• Given request: Format everything below from the line containing "the metal railing" down to the line containing "<point>1039,764</point>", both of those lines included, as a two-column CSV with the headers instruction and points. Give one row per entry, putting its text and its answer each in a single quoted field with line breaks replaced by spaces.

• Recorded information:
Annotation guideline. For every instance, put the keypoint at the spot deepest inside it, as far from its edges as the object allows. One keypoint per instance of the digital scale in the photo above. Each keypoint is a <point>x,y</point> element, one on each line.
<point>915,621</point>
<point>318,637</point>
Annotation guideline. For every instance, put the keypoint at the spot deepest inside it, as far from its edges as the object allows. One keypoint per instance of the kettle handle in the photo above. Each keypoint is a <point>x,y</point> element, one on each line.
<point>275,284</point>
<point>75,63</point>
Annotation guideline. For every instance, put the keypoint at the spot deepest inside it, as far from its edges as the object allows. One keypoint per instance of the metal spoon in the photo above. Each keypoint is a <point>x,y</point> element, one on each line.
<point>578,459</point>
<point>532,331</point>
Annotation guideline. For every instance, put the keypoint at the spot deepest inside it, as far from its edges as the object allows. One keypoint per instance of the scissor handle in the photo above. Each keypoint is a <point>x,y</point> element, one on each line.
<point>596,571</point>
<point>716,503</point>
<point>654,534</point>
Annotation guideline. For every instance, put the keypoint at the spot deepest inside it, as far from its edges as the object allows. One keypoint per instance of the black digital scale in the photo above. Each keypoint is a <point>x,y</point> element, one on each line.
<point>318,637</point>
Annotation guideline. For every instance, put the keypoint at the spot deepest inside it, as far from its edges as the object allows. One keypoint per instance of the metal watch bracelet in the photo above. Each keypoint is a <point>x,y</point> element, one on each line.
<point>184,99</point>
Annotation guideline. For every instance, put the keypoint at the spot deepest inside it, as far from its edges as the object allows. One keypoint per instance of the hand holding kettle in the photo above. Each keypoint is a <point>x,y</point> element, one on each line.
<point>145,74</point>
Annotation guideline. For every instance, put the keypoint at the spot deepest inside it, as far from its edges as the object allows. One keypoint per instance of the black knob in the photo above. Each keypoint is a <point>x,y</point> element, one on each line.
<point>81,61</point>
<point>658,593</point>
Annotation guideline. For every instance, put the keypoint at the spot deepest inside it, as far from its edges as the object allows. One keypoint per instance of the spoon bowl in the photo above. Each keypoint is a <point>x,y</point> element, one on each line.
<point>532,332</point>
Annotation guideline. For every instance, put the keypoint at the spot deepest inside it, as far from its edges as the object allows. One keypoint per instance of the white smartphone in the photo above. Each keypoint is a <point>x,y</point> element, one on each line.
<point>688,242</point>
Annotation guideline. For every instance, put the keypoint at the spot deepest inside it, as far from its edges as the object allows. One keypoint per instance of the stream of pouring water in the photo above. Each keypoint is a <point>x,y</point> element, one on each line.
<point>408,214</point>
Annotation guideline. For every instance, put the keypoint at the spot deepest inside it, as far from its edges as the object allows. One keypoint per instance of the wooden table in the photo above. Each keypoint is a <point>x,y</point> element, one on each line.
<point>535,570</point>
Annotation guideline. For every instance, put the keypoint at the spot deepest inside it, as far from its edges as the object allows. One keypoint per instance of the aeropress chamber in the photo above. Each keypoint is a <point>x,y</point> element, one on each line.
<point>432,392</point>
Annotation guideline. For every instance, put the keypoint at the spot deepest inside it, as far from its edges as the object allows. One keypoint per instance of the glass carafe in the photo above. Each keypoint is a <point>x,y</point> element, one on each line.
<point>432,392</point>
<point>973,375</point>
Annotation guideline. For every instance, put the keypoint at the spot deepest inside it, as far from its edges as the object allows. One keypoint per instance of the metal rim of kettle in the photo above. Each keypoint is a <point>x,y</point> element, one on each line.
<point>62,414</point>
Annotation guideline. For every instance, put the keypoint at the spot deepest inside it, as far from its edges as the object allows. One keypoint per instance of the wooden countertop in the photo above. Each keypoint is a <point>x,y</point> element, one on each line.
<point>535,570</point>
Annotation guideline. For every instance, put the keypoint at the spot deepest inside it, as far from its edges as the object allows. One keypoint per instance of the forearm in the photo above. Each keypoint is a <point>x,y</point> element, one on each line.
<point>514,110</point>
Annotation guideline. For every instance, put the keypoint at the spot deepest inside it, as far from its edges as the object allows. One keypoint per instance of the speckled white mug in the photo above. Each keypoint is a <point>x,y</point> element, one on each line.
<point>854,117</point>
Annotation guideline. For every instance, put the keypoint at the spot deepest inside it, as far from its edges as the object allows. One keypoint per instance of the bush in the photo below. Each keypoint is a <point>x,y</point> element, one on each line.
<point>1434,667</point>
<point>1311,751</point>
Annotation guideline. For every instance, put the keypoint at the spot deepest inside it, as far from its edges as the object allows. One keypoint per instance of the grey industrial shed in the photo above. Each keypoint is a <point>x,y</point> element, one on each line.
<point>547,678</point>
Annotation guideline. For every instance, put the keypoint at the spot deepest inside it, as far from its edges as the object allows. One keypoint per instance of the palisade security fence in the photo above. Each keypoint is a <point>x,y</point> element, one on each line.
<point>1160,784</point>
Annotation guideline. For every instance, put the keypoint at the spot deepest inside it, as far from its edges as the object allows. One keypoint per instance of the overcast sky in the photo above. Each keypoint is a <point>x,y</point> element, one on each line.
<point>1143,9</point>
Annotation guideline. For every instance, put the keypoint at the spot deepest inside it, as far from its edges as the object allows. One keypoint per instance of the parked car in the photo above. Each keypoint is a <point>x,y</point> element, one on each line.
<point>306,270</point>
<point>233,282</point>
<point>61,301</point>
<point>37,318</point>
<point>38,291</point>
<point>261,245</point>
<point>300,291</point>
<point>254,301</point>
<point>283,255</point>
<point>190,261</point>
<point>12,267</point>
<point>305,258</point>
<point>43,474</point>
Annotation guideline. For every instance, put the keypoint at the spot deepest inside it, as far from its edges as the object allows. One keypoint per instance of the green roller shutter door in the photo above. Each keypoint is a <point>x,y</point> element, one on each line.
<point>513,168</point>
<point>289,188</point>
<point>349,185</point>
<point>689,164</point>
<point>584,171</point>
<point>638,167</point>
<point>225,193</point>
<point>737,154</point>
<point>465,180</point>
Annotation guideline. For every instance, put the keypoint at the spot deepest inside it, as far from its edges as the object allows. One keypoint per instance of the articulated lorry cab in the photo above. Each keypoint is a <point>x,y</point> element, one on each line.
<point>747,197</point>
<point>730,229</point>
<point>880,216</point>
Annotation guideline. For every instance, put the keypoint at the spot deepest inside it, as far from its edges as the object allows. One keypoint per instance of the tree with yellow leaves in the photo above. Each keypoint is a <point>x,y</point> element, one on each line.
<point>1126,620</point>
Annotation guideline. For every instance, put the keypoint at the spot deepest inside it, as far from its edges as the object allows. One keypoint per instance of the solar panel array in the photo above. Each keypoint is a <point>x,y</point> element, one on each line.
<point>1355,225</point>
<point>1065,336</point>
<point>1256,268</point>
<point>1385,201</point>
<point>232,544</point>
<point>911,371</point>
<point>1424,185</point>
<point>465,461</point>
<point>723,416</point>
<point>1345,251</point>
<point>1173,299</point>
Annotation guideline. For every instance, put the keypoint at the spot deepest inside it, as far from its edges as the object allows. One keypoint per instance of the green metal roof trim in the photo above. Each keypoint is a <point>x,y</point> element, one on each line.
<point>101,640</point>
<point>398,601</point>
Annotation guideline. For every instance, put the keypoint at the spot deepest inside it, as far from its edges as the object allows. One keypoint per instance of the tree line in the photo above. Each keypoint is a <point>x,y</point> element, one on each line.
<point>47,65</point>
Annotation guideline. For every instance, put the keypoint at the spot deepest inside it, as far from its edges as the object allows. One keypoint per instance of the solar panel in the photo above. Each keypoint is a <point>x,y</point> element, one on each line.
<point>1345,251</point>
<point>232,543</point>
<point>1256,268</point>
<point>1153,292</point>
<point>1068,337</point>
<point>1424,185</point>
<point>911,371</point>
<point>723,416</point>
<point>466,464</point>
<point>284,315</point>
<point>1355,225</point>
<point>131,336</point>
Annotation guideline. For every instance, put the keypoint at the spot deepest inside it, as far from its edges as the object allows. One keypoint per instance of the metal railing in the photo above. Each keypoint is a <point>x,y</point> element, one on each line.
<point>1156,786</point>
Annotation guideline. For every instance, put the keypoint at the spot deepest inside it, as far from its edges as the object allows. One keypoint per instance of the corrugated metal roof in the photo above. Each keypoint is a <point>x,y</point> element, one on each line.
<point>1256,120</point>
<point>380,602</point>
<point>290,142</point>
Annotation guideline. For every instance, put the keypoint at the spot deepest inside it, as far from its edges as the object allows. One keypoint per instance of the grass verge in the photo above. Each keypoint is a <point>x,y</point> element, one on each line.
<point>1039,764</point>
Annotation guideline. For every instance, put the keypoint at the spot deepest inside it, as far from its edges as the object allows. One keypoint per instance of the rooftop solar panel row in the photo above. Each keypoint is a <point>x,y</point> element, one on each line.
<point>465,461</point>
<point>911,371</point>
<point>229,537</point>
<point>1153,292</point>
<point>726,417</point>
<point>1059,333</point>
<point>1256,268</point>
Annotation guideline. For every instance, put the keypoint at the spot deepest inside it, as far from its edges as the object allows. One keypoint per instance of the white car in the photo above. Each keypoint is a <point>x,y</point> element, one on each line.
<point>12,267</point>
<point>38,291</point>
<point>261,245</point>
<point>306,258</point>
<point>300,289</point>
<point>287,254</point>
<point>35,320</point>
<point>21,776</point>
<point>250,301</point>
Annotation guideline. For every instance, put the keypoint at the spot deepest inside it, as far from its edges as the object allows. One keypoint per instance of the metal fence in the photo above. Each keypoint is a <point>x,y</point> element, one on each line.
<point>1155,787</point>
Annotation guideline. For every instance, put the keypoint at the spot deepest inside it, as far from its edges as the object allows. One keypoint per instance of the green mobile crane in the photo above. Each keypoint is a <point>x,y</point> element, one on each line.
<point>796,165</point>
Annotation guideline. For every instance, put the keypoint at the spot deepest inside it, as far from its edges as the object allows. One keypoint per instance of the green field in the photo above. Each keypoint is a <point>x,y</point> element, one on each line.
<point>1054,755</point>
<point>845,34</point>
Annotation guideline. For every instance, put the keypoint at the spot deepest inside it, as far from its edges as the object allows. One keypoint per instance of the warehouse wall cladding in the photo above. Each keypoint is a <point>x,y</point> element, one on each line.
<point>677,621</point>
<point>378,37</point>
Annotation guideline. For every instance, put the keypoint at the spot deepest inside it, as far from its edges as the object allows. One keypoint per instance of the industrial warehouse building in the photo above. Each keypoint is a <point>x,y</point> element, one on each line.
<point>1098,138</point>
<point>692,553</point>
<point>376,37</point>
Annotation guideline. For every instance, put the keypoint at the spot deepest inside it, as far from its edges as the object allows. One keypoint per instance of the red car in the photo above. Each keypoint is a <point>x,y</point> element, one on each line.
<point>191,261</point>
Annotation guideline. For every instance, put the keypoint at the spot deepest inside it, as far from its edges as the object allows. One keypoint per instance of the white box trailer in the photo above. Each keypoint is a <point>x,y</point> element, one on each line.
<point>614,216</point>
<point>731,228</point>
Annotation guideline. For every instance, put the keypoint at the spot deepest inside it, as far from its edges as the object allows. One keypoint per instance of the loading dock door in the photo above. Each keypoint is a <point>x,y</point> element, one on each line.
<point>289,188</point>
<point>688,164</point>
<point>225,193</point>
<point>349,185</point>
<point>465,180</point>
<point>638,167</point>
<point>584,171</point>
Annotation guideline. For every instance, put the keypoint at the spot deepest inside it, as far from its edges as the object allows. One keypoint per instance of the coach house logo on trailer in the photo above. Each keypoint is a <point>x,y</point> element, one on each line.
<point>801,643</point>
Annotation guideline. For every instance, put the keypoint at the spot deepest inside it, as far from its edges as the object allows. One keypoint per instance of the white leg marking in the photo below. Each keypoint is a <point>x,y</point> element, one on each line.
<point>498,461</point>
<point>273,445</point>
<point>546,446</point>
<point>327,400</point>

• Solved exercise:
instruction,points
"Annotation guideline. For every instance, put the keypoint at the spot deepest inside it, as far from its edges as the object allows. One keypoint per instance of the metal railing in the photo above. Each keypoint is a <point>x,y</point> element, one on each line.","<point>1156,786</point>"
"Annotation guideline. For every instance, put the keypoint at the spot deepest inside it, as far from its edges as the object allows. One keypoint per instance of the corrugated metal roof in the photo above. Each keypoint is a <point>x,y</point> element, one on each line.","<point>1256,120</point> <point>380,602</point> <point>290,142</point>"
"Annotation guideline. For every instance, put the keypoint at the spot deepest inside it, as far from its edges as the object allows. One keypoint per instance of the grass verge in the photo above. Each keypoint is a <point>x,y</point> element, one on each line.","<point>1039,764</point>"